■ Do this:
Rewrite every one of the rows below, substituting "Camera footage" for each occurrence of "Trail-cam footage" and leaving everything else unchanged. Omit the pictures from your answer.

■ Data provided:
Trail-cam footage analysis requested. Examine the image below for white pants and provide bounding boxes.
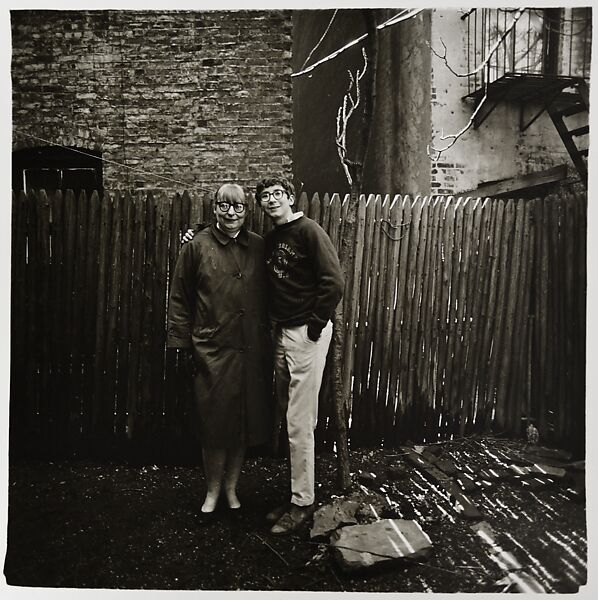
[274,321,332,506]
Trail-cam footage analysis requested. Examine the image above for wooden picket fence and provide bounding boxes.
[10,186,586,461]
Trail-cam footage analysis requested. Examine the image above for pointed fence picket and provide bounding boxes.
[10,185,587,461]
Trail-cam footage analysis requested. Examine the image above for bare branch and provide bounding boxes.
[291,8,425,77]
[426,8,526,161]
[336,48,368,185]
[426,8,526,77]
[426,65,490,161]
[301,8,338,69]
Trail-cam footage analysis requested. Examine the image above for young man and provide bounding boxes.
[255,176,344,534]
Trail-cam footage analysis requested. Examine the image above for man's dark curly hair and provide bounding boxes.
[255,175,295,202]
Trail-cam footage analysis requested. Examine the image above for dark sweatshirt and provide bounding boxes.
[264,216,344,340]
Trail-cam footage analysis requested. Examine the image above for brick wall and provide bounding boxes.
[11,10,292,195]
[430,9,574,194]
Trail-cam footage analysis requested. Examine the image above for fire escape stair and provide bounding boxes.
[547,79,590,182]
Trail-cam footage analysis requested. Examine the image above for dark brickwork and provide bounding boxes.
[11,10,292,195]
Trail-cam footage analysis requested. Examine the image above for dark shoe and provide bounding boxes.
[270,503,316,535]
[266,502,291,524]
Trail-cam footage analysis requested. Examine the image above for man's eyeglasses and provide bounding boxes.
[260,190,286,202]
[216,202,247,215]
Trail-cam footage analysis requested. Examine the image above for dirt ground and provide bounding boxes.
[4,438,587,593]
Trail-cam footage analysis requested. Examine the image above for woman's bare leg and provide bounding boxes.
[224,446,245,508]
[201,448,227,513]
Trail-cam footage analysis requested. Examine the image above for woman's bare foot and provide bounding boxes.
[201,494,218,513]
[226,490,241,508]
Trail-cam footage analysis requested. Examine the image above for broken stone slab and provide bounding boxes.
[331,519,432,571]
[509,464,567,479]
[310,498,360,539]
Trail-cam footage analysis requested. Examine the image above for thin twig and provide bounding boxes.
[291,8,424,77]
[301,8,338,69]
[426,8,525,77]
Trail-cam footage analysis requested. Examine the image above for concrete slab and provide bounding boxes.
[331,519,432,571]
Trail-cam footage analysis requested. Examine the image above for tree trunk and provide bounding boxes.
[332,10,378,490]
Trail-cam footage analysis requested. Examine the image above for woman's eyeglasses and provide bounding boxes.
[216,202,247,215]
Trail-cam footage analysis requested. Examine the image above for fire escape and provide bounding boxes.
[462,7,592,183]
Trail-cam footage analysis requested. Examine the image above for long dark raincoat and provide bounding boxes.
[167,225,273,448]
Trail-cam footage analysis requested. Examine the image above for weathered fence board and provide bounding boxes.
[10,186,587,460]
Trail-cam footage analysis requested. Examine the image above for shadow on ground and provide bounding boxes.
[5,438,587,593]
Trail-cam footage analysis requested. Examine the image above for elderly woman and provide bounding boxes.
[167,184,272,514]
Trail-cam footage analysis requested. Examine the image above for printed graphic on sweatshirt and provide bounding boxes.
[266,242,298,279]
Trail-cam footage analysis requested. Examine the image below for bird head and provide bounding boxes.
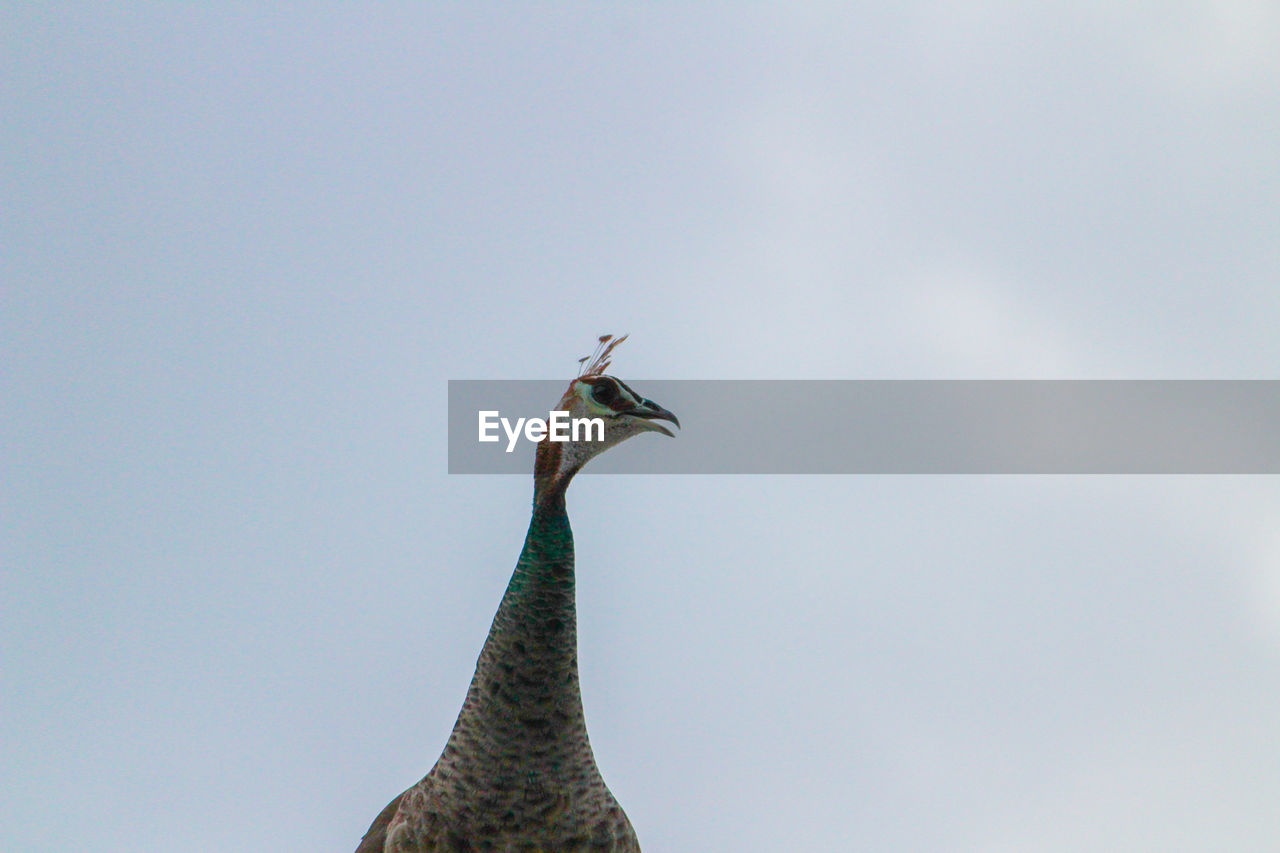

■ Solution:
Camera footage analysis requested. Examine the image below for white pants and provide bounding boxes.
[274,321,332,506]
Camera footage analysis requested. Examine the image above for wooden picket fence and provide bounding boxes.
[10,186,586,461]
Camera footage analysis requested. Examine the image above for pointed fence picket and provide bounding boxes.
[10,185,587,461]
Camera footage analysis requested. Examine the image above for bare branch and provide bounding boxes.
[291,8,425,77]
[426,8,526,161]
[336,48,368,185]
[426,8,526,77]
[426,65,490,161]
[301,8,338,69]
Camera footage analysis requested. Examine the image above for young man and provide bounding boxes.
[255,176,344,534]
Camera footage analysis requested. Examine the image above for man's dark curly hair and provide bounding boxes.
[255,175,295,202]
Camera footage analysis requested. Examine the image above for dark sweatshirt and provide bounding boxes.
[264,216,344,340]
Camera footage analysis requested. Examine the image above for brick wall and provide bounding boxes.
[11,10,292,195]
[430,9,574,194]
Camera footage analysis requested. Examine the image above for fire escape stair and provide bounding boxes.
[547,79,590,182]
Camera footage analysis requested. Examine the image above for dark brickwork and provide bounding boxes.
[11,10,292,195]
Camera footage analysis requested. Examine the image above for dark shoe and provide bounding boxes.
[270,503,316,535]
[266,502,291,524]
Camera footage analysis requested. Examine the image above for man's eyeglasses and provide bounding boxes.
[260,190,286,202]
[216,202,247,215]
Camera footage analysis requested. Examine the image above for dirt ground and provide bounding boxes.
[4,438,587,593]
Camera footage analysis requested. Examine the image above for woman's bare leg and provide bounding boxes.
[224,446,245,508]
[201,448,227,513]
Camera footage analysis requested. Examine the image above for woman's bare foot and provide bounding boxes.
[201,494,218,513]
[226,490,241,508]
Camera footage analysis requested. Examine the image above for broken stone slab and provide bounding boxes.
[331,519,432,571]
[509,464,567,479]
[310,498,360,539]
Camera footage analysis requested. Examine the image above for thin twig and provide bounding boxes.
[291,8,424,77]
[301,8,338,69]
[426,8,525,77]
Camera footage analysis requested. Examine the image above for concrete slab and provide bounding boxes.
[331,519,432,571]
Camera footage analysis requested. Examine the image above for tree trunk and provide bounding boxes.
[332,10,378,490]
Camera footage analysis requested. Examine the image above for woman's eyeglasses and provide bounding boxes.
[216,202,247,215]
Camera footage analysis requested. Examine the image above for fire escape and provide bounding boxes.
[462,7,592,183]
Camera footage analysis requested. Examine the image above for long dark raincoat and provide bounding boxes.
[167,225,273,448]
Camera footage analysis requested. Examine the image above for weathered fence board and provide bounding boxes.
[10,186,587,460]
Camera footage analysis requested. Examine the image above for shadow on ground and provide bounding boxes.
[5,438,587,593]
Camera footage analysis requested. Examine the image above for elderly woman and provide bounding boxes.
[167,184,272,514]
Camera footage analysis requested. Examine the image above for printed graphic on sweatshirt and provide bounding boxes.
[266,242,298,279]
Camera footage analysis requested. Examine the image below for bird head and provide bounding boxes.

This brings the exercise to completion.